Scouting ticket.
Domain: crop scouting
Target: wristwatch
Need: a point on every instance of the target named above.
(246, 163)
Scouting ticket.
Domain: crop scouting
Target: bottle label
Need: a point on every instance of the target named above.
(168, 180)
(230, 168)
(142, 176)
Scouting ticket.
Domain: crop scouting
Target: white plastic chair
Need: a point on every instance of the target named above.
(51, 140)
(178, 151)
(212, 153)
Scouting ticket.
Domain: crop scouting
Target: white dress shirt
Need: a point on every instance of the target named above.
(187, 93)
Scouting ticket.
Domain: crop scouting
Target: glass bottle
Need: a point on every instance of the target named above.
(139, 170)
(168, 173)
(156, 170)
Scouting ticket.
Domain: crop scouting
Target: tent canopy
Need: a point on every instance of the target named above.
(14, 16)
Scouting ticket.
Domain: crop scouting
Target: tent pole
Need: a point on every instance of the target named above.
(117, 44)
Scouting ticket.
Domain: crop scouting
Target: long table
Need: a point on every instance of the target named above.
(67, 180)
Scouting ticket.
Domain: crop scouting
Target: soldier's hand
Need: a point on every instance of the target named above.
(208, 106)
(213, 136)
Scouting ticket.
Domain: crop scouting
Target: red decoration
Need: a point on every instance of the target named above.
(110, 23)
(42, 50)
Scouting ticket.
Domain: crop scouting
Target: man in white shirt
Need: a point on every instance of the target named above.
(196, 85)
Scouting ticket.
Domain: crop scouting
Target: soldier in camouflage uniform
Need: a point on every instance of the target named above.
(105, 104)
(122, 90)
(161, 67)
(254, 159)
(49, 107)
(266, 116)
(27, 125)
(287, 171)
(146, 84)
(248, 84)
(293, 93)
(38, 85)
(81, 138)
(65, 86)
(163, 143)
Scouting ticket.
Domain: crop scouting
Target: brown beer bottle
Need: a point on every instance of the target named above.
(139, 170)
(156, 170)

====================

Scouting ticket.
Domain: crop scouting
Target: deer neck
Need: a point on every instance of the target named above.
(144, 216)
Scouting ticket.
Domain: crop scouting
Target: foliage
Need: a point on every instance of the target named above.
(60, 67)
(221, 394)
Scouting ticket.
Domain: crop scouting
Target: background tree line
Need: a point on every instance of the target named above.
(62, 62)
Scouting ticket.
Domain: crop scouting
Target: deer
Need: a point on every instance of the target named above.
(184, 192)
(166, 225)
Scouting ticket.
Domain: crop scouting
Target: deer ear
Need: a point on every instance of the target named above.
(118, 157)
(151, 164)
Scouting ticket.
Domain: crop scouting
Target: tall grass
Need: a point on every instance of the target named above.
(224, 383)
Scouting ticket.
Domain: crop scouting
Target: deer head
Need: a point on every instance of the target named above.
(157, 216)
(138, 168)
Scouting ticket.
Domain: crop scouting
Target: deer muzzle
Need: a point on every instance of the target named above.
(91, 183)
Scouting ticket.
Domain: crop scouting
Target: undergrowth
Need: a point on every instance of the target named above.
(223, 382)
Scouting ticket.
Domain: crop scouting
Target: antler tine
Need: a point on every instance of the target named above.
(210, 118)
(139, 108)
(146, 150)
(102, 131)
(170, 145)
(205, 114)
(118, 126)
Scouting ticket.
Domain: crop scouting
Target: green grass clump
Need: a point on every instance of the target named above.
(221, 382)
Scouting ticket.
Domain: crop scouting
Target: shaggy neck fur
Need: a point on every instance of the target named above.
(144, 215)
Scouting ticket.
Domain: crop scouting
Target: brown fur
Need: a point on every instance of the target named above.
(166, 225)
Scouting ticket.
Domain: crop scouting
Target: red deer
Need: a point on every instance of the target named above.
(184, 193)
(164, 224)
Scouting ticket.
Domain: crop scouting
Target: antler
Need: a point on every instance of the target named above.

====================

**Exercise aim:**
Pick out every line in the items above that contains the word "neck", and copy each of those lines in full.

**Written solution:**
Target: deer neck
Target: shaggy neck fur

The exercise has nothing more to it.